→ Selected excerpt
+---+

Sunday, October 30, 2011
I know our decision to adopt for the 3rd time was tough for some to swallow. Some didn't understand. Some worried. Some thought/think we are crazy. But it is times like tonight...... carving pumpkins........ This was a wonderful, cute, fun memory making event with Julia and Sam. I loved it! But when I see my 2 dark-headed beauties bent over their pumpkins, giddy with excitement, I catch my breath. The tears sting my eyes. It takes on a whole new meaning. They would never have done this had they stayed in their past environment. What would their lives had been like? I watch as they stand back and marvel at their creations. Excitement builds for the big candy seeking night that is upon us. Thank you Lord for these precious souls you led us to. To watch them live lives filled with love and belonging is enough to melt my heart...every time! And that is why we did it again.
Friday, October 28, 2011
Monday, October 17, 2011
We are humbled at God's goodness. What a wonderful craft show we had. What wonderful generous people God brought.

+---+

→ Given information
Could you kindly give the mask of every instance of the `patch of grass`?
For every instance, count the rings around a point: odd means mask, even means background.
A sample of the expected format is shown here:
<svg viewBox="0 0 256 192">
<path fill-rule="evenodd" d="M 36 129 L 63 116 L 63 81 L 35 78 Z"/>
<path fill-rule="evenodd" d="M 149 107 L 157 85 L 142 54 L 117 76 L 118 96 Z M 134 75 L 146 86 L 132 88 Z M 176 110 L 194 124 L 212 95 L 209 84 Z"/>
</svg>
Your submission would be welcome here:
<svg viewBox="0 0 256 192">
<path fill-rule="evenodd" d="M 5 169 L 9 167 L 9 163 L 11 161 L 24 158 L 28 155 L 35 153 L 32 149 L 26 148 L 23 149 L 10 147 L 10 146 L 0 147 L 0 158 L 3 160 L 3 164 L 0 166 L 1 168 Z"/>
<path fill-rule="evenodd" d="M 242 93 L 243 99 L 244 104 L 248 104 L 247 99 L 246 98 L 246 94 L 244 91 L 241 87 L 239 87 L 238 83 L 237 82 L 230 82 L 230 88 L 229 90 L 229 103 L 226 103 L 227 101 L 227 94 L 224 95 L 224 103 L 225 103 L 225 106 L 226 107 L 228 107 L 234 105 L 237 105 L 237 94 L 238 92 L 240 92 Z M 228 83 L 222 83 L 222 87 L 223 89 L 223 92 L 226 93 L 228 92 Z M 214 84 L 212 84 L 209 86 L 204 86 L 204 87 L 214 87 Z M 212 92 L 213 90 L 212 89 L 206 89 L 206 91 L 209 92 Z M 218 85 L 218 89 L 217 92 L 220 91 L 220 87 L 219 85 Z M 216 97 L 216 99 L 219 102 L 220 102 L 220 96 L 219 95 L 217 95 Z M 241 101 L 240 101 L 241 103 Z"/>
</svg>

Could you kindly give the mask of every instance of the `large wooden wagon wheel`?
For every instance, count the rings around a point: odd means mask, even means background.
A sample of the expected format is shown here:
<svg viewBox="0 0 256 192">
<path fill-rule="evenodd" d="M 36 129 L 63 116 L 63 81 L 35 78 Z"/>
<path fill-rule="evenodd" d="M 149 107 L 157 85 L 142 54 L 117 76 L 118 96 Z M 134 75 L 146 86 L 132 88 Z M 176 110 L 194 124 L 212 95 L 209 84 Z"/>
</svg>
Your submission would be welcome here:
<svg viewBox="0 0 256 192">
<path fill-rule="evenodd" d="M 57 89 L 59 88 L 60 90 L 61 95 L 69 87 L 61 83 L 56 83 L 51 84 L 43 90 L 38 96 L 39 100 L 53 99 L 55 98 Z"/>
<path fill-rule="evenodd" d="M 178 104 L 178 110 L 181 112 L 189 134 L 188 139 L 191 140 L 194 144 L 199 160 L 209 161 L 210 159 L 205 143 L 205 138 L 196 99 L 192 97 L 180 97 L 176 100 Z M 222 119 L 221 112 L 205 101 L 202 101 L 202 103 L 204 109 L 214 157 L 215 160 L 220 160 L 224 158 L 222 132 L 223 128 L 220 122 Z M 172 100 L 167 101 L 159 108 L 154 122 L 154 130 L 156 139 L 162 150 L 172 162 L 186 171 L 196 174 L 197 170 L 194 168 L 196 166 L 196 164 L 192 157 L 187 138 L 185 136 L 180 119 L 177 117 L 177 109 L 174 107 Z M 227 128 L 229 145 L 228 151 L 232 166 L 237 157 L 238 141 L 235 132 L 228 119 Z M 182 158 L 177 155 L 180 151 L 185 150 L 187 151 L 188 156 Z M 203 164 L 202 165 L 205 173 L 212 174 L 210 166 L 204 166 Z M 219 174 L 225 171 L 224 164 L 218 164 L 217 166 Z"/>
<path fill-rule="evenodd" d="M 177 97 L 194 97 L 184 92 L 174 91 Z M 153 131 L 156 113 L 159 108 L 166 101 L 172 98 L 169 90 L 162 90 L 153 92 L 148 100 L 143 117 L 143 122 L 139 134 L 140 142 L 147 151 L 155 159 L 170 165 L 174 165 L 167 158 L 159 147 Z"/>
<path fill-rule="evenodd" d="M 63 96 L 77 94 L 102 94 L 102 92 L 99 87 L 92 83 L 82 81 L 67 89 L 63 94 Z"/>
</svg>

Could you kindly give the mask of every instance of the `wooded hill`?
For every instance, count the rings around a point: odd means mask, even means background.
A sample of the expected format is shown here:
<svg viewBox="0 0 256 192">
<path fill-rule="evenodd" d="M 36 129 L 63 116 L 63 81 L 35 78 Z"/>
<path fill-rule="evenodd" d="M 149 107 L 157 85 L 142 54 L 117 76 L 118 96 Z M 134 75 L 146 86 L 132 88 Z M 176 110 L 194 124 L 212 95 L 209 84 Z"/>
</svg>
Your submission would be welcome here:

+---+

→ Instructions
- 1) Answer these about the blog excerpt:
(a) What were the children doing on the evening of October 30?
(b) Which adoption is the family's most recent decision, counting from the first?
(c) What event does the October 17 entry describe?
- 2) Write the next few sentences of the blog excerpt, continuing from its final line.
The items are separate material, unrelated to the blog excerpt.

→ Expected results
- 1)
(a) Carving pumpkins.
(b) The third.
(c) A craft show.

- 2)
Let me back up a minute and give you a few details so that you can truly see God's provision. We decided on Oct. 15th for the craft sale as that was the only weekend we had NO soccer. Well, we had so many people respond they could not come for one reason or another-mostly it was fall break for several schools and they were headed out of town or there was another sporting event of some sort and it was out of town. Then it rained. All week. Every soccer practice was cancelled. We didn't get to hand out the fliers. Julia and I were quite depressed Thursday nite. We had a house FULL of crafts and all we could think about was Saturday nite -few people showing up and STILL having a house FULL of crafts! We talked about it and realized we HAD to rely on God. We HAD to give it to Him and trust He would bring the people He wanted to be there. Oh how He showed us His "stuff"! He brought the people. So many wonderful people.We are thankful for each and everyone of them He provided. We are humbled at the generosity and support of those that came and we enjoyed chatting with each and everyone of them and sharing a little bit of our precious Lulu's story with them.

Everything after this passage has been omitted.